━━ Stored records ━━

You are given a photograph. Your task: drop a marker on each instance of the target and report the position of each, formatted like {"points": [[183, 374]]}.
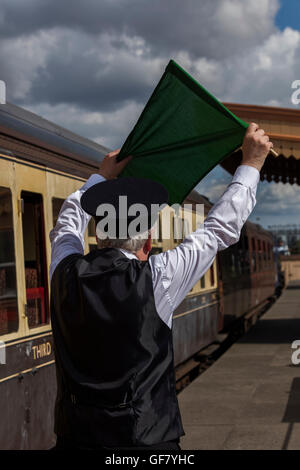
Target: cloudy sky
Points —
{"points": [[90, 65]]}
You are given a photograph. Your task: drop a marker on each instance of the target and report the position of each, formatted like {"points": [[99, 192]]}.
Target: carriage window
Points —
{"points": [[8, 283], [259, 255], [35, 259], [56, 206], [264, 253]]}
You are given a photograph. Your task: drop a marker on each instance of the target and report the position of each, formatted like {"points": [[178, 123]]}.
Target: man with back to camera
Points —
{"points": [[112, 309]]}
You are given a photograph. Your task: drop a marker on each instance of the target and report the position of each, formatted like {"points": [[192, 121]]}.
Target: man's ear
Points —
{"points": [[148, 245]]}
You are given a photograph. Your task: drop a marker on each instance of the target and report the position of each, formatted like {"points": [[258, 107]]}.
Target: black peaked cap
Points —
{"points": [[138, 191]]}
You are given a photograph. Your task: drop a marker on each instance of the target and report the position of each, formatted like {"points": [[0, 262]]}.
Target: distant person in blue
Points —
{"points": [[112, 309]]}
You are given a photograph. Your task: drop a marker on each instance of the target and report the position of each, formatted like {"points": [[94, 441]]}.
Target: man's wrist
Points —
{"points": [[258, 166]]}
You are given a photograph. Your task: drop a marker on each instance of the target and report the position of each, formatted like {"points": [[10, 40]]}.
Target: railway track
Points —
{"points": [[188, 371]]}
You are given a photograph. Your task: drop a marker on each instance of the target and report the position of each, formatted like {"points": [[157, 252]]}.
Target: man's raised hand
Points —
{"points": [[256, 146], [110, 168]]}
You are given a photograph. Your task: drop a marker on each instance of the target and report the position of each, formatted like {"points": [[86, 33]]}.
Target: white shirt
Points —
{"points": [[174, 272]]}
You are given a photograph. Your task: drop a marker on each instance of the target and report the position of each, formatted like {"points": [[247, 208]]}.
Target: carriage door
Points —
{"points": [[36, 280]]}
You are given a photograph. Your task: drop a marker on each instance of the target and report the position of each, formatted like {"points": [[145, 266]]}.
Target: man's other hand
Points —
{"points": [[110, 168], [256, 146]]}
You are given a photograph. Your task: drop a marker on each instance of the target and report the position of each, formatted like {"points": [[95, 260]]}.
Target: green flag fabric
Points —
{"points": [[181, 135]]}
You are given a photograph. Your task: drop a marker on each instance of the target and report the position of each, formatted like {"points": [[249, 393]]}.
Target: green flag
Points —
{"points": [[181, 135]]}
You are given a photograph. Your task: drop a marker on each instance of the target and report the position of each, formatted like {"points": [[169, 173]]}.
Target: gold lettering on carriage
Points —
{"points": [[42, 350]]}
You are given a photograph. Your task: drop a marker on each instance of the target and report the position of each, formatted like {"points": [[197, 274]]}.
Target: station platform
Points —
{"points": [[250, 397]]}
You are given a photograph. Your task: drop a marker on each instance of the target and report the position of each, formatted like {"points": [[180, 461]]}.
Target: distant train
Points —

━━━

■ Problem
Repeat each entry above word for word, leaving every picture out.

■ Output below
You are given a photograph. Your task: drop a marker on each instance of the target and report the position of each, formatted like {"points": [[183, 374]]}.
Target: cloudy sky
Points —
{"points": [[90, 65]]}
You are given a photograph. Your task: drop a marker on each instance of the target and report the position of each, formatted like {"points": [[99, 192]]}.
Target: carriage window
Points —
{"points": [[8, 283], [259, 255], [35, 259], [56, 206], [264, 253]]}
You are given a photograph. Your task: drop a marker on each instance of the target and report the position of each, formatted like {"points": [[178, 123]]}.
Target: man with back to camera
Points —
{"points": [[112, 309]]}
You are given a photograph. Your task: drop a marker on each instance of the target and report the position of each, formatted like {"points": [[192, 121]]}.
Target: man's ear
Points —
{"points": [[148, 245]]}
You are given a photograph. Your task: drop a marker on each instance of the target and report the position of each, formatted like {"points": [[258, 107]]}.
Target: black peaked cap
Points —
{"points": [[138, 191]]}
You are given a photograph. Your task: drop a marker on each instance of the target and report the position of each, formatted like {"points": [[0, 262]]}.
Target: distant person in blue
Points —
{"points": [[112, 309]]}
You are given a photograph. Your task: drop a marker on each instance of the target and report the position of each, formatted like {"points": [[94, 441]]}.
Target: man's wrist
Points —
{"points": [[258, 166]]}
You are given a photograph. Your task: drop a marker on each instance of the target and report the position of each, formatted like {"points": [[10, 40]]}.
Target: railway track
Points —
{"points": [[188, 371]]}
You are given a photograph. Your task: drop a marker on each instance of the target and report the position of each, formatted like {"points": [[157, 252]]}.
Target: man's raised hand
Points —
{"points": [[256, 146], [110, 168]]}
You are given a photograph. Your task: drop a marker on each instance of the target and report the position of each, formatted like {"points": [[86, 33]]}.
Target: white shirt
Points —
{"points": [[174, 272]]}
You are given a photograph. Your task: drop a marker on each instance of the target and report the position of each, formatted like {"points": [[247, 208]]}.
Target: carriage door
Points —
{"points": [[36, 280]]}
You are given a photograph. Your task: drop a marker on each instance of the target and report the position of each, formatted like {"points": [[145, 266]]}.
Target: man's other hand
Points —
{"points": [[110, 168], [256, 146]]}
You are given a photograph. Your task: drop a marker on each instance of the target and report the position of each, formatted like {"points": [[95, 260]]}.
Target: green flag fabric
Points —
{"points": [[181, 135]]}
You are given a photograph. Your task: drop a marker on each instance of the target and report the position of each, formatted like {"points": [[249, 393]]}.
Target: green flag
Points —
{"points": [[181, 135]]}
You are given a photograph. Your task: drop a marker on each instance of the target and report the position of each, formatted like {"points": [[169, 173]]}.
Target: gold lettering on carriage
Points —
{"points": [[42, 350]]}
You are given a photograph. Your task: drop a marker on each instance of the target and report the position of each, formatted like {"points": [[197, 274]]}.
Target: station platform
Points —
{"points": [[250, 397]]}
You are given a photograph. Your task: drop a marker on each instance of the target and report the position of each, formatted like {"points": [[180, 461]]}.
Target: distant train
Points —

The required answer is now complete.